Now I have updated the code as follows which transfer the generated files
to the correct directory. Any improvements or possible problems with my
code would be very welcome.

# Counts the number of files to process
totfcn=$(find . -type f | tee /tmp/wrk | wc -l)

i=0; j=0
while read fn; do    
  printf -v XXX "%0*d" $((60 * ++i / totfcn))
  printf "\r[%-60s]" "${XXX//0/*}"
  printf "%4d%%" $((100 * ++j / totfcn))
  #${dir_mseed2sac}/mseed2sac $fn
done < /tmp/wrk
printf "\n"

while read fn; do    
  #${dir_mseed2sac}/mseed2sac $fn
  dir=$(dirname "$fn")  # Gets directory path
  fnm=$(basename "$fn") # Gets filename excl. path
  rgx_nwk="s/${nwk}/${nwk}.sac/g"
  odir_nwk=`echo "$dir" | sed -e $rgx_nwk`
  ofl_nwk="${odir_nwk}/${fnm}"

  echo "fn: $fn"
  if [ -d "$odir_nwk" ]; then
    echo "Directory already exists: $odir_nwk"
  else
    echo "+ dir: $dir"
    echo "+ fnm: $fnm"
    echo "+ mkdir -p $odir_nwk"

========================================================================

Set tasks:
**A)** In the shell script post, which file does the output of the find command get saved to through tee?
**B)** Resume the shell script post after its last line.

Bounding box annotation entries
========================================================================

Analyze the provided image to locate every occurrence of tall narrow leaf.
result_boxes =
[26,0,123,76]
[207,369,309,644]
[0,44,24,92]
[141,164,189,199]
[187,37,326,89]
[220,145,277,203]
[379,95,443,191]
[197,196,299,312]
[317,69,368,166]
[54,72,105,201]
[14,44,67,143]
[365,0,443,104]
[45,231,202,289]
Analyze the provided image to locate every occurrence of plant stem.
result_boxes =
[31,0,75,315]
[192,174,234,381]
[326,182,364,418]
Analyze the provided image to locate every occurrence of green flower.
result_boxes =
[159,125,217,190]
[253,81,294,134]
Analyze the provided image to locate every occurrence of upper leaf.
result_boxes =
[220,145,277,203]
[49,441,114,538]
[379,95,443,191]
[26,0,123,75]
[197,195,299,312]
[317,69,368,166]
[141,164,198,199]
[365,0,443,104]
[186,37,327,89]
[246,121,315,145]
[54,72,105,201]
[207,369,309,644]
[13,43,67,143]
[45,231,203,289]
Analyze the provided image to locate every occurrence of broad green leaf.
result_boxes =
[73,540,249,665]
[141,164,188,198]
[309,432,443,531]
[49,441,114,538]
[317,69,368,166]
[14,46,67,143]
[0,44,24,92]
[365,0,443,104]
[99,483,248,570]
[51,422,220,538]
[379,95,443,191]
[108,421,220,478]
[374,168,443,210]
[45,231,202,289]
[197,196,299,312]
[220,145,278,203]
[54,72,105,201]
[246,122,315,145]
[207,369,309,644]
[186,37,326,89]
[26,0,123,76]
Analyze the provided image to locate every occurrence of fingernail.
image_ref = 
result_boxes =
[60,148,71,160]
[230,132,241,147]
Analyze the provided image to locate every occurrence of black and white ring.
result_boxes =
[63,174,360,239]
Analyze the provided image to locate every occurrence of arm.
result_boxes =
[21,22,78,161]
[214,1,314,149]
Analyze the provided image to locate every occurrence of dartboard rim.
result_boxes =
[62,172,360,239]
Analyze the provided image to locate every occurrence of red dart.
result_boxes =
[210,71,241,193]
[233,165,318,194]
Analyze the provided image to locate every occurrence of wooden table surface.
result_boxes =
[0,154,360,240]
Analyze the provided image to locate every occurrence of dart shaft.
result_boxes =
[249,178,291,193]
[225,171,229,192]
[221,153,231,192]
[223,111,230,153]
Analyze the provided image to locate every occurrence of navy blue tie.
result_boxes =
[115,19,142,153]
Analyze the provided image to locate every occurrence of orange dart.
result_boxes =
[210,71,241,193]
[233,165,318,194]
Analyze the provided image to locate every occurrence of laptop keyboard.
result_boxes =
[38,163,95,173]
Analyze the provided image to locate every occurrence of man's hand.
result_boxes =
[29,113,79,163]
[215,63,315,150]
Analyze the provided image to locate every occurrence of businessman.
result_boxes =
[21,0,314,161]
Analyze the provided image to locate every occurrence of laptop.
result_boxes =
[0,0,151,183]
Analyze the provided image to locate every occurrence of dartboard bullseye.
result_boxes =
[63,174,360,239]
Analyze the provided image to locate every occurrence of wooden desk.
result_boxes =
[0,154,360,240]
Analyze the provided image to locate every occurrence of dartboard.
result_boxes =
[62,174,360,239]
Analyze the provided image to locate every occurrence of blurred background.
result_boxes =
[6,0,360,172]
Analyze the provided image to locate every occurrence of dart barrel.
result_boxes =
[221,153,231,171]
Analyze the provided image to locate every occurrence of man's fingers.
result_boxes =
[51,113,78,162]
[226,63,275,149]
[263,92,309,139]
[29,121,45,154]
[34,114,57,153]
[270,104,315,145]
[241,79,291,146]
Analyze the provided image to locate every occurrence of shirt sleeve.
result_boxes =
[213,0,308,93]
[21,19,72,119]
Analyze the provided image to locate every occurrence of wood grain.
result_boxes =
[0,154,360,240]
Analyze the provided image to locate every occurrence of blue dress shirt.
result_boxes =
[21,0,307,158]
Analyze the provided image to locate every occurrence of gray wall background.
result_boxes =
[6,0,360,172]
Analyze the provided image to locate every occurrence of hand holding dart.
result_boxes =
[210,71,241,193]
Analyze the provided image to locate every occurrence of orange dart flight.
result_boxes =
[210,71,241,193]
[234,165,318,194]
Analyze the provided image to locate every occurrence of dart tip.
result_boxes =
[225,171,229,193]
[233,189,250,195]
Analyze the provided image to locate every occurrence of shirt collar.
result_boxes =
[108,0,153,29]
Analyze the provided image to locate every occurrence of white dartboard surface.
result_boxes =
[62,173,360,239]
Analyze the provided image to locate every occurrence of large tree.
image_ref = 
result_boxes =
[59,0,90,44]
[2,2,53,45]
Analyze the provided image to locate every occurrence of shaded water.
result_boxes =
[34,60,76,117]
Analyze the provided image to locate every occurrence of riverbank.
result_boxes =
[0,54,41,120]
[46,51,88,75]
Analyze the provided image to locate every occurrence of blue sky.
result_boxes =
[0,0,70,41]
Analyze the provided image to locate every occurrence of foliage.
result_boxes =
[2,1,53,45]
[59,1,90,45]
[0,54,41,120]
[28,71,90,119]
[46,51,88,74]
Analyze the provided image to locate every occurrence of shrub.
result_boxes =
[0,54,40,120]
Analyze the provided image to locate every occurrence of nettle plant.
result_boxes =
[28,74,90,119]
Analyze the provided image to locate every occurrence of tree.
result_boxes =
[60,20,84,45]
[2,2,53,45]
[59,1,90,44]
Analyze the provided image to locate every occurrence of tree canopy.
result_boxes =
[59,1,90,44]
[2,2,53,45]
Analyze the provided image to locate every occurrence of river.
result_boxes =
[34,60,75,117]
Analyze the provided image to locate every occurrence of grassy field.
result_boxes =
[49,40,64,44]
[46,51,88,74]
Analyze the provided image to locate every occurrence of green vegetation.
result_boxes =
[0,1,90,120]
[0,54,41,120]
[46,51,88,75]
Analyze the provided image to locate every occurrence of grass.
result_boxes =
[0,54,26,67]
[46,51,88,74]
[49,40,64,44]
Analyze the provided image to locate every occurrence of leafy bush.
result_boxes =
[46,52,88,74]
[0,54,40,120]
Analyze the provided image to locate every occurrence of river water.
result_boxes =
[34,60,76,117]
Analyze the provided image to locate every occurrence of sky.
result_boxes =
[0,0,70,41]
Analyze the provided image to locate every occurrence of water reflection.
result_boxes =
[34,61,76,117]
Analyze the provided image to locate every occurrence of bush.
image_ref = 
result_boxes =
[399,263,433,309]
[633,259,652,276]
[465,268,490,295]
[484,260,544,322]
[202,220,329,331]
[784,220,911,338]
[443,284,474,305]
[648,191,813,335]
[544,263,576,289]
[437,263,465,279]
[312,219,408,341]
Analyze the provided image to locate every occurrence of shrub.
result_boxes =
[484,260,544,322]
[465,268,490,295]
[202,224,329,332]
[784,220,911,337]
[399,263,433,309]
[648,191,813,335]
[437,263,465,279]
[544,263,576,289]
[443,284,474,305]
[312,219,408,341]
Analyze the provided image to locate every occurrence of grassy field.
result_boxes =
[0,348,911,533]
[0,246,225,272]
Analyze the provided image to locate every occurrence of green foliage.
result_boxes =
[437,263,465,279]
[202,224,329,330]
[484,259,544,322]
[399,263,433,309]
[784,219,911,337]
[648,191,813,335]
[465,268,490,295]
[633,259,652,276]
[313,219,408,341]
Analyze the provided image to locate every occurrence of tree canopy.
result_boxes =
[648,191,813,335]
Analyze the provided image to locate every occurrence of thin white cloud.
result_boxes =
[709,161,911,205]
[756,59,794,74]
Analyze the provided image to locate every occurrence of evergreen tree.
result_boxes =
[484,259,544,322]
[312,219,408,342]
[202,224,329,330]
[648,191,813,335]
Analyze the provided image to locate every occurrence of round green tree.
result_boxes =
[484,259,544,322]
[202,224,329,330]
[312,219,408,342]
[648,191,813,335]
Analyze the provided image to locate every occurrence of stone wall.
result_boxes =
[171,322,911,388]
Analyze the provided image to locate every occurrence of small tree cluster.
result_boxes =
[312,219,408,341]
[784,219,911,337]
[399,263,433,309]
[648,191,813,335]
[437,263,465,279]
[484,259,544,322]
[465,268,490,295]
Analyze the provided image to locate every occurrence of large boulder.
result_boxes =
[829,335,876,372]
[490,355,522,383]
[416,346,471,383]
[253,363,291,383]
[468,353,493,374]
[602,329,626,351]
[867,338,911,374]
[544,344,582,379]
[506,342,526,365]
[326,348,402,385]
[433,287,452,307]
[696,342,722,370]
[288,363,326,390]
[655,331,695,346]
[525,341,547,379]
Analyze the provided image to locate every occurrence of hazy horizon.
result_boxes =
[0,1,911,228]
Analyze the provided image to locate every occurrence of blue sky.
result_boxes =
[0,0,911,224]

========================================================================

Expected responses:
**A)** /tmp/wrk

**B)**
  fi
  echo "+ mv ${fnm}.* ${odir_nwk}/"
done < /tmp/wrk

RudiC · February 18, 2018, 1:46pm

Why don't you move each result file right after having created it in the first loop?

Please be aware that the nwk variable used in 11 places is not defined anywhere...

kristinu · February 18, 2018, 2:24pm

Yes, I had that for test. The latest version is now. Naturally I will remove all the print
values and just keep the progress bar.

nwk="iv"
incl_nm="*hhz*"
# Counts the number of files to process
totfcn=$(find . -type f -name $incl_nm | tee /tmp/wrk | wc -l)

i=0; j=0
while read fn; do    

  dir=$(dirname "$fn")  # Gets directory path
  fnm=$(basename "$fn") # Gets filename excl. path
  rgx_nwk="s/${nwk}/${nwk}.sac/g"
  odir_nwk=`echo "$dir" | sed -e $rgx_nwk`
  ofl_nwk="${odir_nwk}/${fnm}"

  echo -e "\n\nfn: $fn"
  if [ -d "$odir_nwk" ]; then
    echo "Directory already exists: $odir_nwk"
  else
    echo "+ dir: $dir"
    echo "+ fnm: $fnm"
    echo "+ mkdir -p $odir_nwk"
  fi

  echo "+ mseed2sac $fn"
  #echo "${dir_mseed2sac}/mseed2sac $fn"
  echo "+ mv ${fnm}.* ${odir_nwk}/"

  printf -v XXX "%0*d" $((60 * ++i / totfcn))
  printf "\r[%-60s]" "${XXX//0/*}"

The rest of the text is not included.